"Running a dermatology lesion detector. Mark the baby" ifadesinin geçtiği satırdan başlayıp "[567,394,588,422]" ifadesinin geçtiği satırda biten satırları, iki uçtaki satırlar da dahil olmak üzere hiç değiştirmeden alıntılayın.
┌──
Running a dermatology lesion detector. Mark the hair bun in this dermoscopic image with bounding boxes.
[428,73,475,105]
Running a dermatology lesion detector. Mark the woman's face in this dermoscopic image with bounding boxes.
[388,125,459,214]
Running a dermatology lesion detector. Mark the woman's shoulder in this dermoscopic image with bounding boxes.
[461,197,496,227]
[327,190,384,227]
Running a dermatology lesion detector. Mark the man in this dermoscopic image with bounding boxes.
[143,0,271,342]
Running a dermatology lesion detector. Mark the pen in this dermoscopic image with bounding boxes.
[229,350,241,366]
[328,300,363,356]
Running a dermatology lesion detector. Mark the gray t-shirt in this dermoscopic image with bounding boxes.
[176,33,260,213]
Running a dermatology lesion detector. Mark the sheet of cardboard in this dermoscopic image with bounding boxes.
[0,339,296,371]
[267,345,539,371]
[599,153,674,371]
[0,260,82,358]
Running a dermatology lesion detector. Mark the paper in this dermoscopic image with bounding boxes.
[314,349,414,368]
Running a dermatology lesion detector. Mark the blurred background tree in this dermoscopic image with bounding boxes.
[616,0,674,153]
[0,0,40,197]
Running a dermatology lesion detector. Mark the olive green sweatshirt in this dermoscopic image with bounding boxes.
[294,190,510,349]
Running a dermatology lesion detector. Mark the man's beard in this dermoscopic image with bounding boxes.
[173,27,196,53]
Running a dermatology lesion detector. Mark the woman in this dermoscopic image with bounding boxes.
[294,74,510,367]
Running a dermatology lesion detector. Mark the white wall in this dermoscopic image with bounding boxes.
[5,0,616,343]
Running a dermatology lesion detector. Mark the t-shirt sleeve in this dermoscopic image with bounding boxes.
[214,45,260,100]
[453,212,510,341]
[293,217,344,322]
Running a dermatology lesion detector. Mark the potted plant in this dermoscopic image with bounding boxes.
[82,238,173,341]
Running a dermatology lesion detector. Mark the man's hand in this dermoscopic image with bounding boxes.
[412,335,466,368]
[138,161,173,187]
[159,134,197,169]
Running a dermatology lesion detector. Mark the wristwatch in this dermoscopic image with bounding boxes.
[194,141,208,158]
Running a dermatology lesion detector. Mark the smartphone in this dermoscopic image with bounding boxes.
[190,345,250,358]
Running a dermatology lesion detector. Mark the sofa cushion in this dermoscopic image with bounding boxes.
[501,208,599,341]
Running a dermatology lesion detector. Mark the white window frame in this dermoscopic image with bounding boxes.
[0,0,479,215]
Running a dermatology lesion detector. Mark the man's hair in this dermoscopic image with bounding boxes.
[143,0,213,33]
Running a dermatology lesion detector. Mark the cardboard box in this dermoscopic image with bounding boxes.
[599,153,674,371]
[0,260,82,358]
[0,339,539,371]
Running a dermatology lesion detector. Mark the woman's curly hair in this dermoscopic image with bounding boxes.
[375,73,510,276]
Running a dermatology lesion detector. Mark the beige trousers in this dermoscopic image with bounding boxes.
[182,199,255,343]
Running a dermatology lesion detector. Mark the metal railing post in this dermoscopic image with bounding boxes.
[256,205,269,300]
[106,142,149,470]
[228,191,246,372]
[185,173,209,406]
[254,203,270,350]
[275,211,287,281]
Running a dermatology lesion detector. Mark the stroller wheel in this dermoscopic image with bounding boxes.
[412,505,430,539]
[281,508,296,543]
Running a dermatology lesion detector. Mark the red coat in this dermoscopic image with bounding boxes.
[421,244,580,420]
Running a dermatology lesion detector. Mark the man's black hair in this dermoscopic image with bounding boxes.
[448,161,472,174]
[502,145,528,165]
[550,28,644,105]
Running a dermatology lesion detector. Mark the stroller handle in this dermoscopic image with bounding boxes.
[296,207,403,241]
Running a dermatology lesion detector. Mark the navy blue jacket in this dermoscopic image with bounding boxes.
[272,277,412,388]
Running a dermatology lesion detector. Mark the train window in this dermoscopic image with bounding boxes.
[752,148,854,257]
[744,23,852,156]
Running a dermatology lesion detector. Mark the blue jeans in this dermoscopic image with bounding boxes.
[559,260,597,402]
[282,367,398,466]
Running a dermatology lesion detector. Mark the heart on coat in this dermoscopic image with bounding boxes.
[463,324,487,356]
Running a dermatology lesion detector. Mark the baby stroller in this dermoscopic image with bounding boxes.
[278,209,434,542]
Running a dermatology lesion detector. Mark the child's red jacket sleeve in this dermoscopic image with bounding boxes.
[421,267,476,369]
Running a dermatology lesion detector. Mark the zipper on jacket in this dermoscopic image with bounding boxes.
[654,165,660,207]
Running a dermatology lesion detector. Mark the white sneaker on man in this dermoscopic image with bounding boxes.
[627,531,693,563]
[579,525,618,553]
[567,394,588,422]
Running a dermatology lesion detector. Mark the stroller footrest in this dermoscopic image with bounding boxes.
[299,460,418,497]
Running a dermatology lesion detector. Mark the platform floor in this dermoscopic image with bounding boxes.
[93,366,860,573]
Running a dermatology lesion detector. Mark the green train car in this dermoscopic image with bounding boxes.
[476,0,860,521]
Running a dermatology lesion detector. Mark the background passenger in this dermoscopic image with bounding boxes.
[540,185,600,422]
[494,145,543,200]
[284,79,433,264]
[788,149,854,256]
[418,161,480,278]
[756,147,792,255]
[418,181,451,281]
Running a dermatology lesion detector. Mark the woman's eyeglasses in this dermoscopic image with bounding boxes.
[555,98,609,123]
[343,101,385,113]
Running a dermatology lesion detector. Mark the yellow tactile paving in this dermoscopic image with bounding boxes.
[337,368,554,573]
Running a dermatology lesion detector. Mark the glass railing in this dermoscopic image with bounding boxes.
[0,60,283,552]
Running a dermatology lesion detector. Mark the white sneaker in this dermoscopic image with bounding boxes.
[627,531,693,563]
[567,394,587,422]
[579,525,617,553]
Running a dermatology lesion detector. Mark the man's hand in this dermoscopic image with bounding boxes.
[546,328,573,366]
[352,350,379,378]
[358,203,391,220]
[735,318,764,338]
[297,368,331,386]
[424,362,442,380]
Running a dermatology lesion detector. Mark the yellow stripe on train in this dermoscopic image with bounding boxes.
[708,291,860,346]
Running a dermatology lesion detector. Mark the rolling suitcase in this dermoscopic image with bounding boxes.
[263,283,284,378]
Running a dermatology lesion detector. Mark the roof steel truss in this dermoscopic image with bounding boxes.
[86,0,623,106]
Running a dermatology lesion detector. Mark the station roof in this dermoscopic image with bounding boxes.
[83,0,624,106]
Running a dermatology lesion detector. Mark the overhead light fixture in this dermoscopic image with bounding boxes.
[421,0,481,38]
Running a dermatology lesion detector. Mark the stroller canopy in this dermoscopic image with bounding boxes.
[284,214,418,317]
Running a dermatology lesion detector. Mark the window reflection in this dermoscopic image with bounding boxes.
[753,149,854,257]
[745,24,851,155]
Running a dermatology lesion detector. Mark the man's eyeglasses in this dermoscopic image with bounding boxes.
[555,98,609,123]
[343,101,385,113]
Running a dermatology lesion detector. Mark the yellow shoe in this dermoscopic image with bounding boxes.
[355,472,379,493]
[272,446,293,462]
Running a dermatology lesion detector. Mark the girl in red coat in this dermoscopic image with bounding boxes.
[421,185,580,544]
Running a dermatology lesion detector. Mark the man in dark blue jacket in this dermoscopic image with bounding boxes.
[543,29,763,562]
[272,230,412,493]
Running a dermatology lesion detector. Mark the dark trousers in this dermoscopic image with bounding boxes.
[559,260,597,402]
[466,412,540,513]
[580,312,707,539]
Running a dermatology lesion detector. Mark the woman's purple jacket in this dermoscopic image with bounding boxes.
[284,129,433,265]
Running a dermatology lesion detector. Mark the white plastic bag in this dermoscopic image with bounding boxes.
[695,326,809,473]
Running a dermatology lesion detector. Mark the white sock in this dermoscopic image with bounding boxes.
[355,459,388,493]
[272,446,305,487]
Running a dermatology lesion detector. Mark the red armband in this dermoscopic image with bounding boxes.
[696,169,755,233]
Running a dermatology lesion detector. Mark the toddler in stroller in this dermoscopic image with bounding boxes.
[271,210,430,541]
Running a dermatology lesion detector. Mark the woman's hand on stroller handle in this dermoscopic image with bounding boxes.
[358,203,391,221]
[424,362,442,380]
└──
(Görevin çözümü):
Running a dermatology lesion detector. Mark the baby stroller in this dermoscopic image with bounding boxes.
[278,209,434,542]
Running a dermatology lesion detector. Mark the child's red jacket sleeve in this dermoscopic image with bounding boxes.
[421,267,476,369]
Running a dermatology lesion detector. Mark the zipper on jacket in this dermoscopic image with bounding boxes.
[654,165,660,207]
Running a dermatology lesion detector. Mark the white sneaker on man in this dermoscopic image with bounding boxes.
[627,531,693,563]
[579,525,618,553]
[567,394,588,422]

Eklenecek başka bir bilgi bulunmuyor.